─── Text excerpt
Mohammad Ibrahim Saaduddin, better known as Moh Saaduddin, was a peace activist and a Maranao journalist who wrote for The Manila Times and the Mindanao Examiner in the Philippines. He wrote about current events and positive developments in Mindanao, particularly in Maguindanao province from 2014 to 2018 with his brother, Jii Saaduddin, a social engineer consultant.. He authored investigative reports about events relating to the Daesh-Inspired group in the southern Philippines known as the Maute group in Lanao del Sur, Philippines. He was also a provincial information officer of the Province of Maguindanao last October 8, 2019.

Saaduddin died on October 8, 2018, in a motorcycle accident along the road in Matalam, North Cotabato going to Kidapawan City. The accident happened after he covered an event in the Regional Office of the Autonomous Region in Muslim Mindanao in Cotabato City, Philippines.

Early life 
In 2002, Saaduddin graduated from high school at Jamiatu Muslim Mindanao. In April 2006, he earned a Bachelor of Science in International Relations (BSIR) at Mindanao State University. After a year, he married Anisah Macabalang, the eldest daughter of Ali G. Macabalang. From 2007 to 2012, he worked abroad as an English-Arabic translator for Kamel Bashir Legal Translation in the United Arab Emirates.
──────
─── Stored data
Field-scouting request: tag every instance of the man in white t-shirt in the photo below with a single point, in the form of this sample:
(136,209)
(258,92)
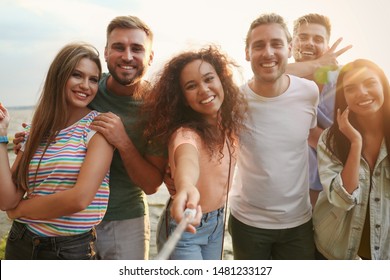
──────
Set of tasks ->
(a) In the Moh Saaduddin biography, which university granted his Bachelor of Science in International Relations?
(b) Pick up the Moh Saaduddin biography after its final sentence and keep writing it.
You won't need the data for this.

Final answers ->
(a) Mindanao State University.

(b)
He had two sisters and three brothers. He had three daughters and two sons. His eldest son, Mohammad Jr., died at the age of three in 2009 caused by asthma.

Journalism 
Saaduddin's desire to become a journalist began in his college years. As a journalist he encountered difficulties in the Philippines that spurred him to write about what he saw as differences between the Islamic Way of Life and the ideology of the Maute group, Ansar Khilafa Philippines, Bangsamoro Islamic Freedom Fighters and Abu Sayyaf.

Saaduddin had interviewed extremists from the southern Philippines with European journalist Lennart Hofman of De Correspondent. He took responsibility for the safety of European journalists during their reporting in September 2018 in Patikul, Sulu, Philippines. His activities sought to bring about peace in troubled areas in Mindanao.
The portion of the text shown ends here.